A Hand in Her Own Death?

The stone bridge by Lapford Mill was once perilous and the scene of the village’s first known road fatality in 1848. The bridge’s 1854 replacement had higher parapets and appeared to be much safer. However, when approaching Lapford, the bend onto the bridge was only protected by a low blackthorn hedge. Beyond this was a steep drop to the River Yeo, below.

A young North Tawton doctor named Montagu Cutcliffe had a lucky escape when his horse attempted to jump the low hedge rather than swing with the road onto the bridge. The horse and its rider mounted the hedge and narrowly avoided plummeting to the river. At the time it was regarded as a freak accident and no improvements were made, but history would soon repeat itself.

At 6.30pm on Monday, 10 May 1909, Hugh Densham was driving his mother, Ellen, in a dog-cart from their home at Bury Barton. They were due to attend a meeting at the Congregational Church. As they descend the incline towards the bridge, their young horse became restless and started to bolt. The horse approached the turn onto the bridge with speed and attempted to jump the low hedge, just as the doctor’s horse had done some years before. Mrs Densham was thrown over the horse’s head towards the river-bed below, a distance of 30 feet. The horse and dog-cart were left suspended on the hedge.

Hugh found his mother lying unconscious on her face next to the river. She had received a bad blow over her eye.

Ernest Barter, a retired draper, witnessed the horse running away. He immediately left his home at Barris Gate and descended Mill Hill. He was one of the first at the scene, joined by Mary Radford, of Lowerfield, and Edward Wickham, the curate of Lapford (probably staying at Lowerfield). Help also came from nearby railway workers who carefully stretchered Mrs Densham up the steep bank and back to her home at Bury Barton half-a-mile away. Dr Davies of Morchard Bishop was telegraphed and arrived with haste, but little could be done. Mrs Densham died at 9.45pm that evening without ever recovering consciousness.

This hand coloured picture shows the metalled road declining from Lapford Cross towards Lapford Mill bridge. The low blackthorn hedge is in the centre of the picture on the right hand side of the road. Mrs Densham fell over the hedge just before it meets the bridge.
Roger “Hugh” Densham, the driver of the dog-cart.

THE INQUEST
At the inquest into his mother’s death, Hugh Densham said he had had perfect control of the horse after it became restless, but that his 64-year old mother became frightened and seized his arm holding the left reign. Some reports of the inquest state that Mrs Densham managed to take hold of the reign herself. According to Hugh, her action caused the reign to snap and the horse could no longer be controlled as it careered at speed towards the bridge.

Differing reports of the inquest indicate that Hugh either fell off the cart onto the blackthorn hedge to the right, or that he jumped. The inquest returned a verdict of “Accidental Death”.

Inquests were often rapidly arranged affairs and were not necessarily detailed nor fully independent. In this particular case, the inquest took place two days after the accident at the Densham’s home. Although the purpose of the inquest was to assure that Hugh’s driving had not played a part in the incident and that it was entirely accidental, Hugh was the only person to give an account of events leading to the accident.

STORED DATA:
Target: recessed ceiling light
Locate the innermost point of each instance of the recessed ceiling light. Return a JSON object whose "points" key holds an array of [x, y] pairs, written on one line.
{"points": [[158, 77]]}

SET PROBLEM:
Answer these questions from the text on the Lapford Mill bridge accident:
(a) In what year was the replacement bridge built?
(b) At what time did Mrs Densham die?
(c) Where did the inquest take place, and how long after the accident?

RESPONSE TO THIS EXERCISE:
(a) 1854
(b) 9.45pm
(c) At the Densham home, two days after the accident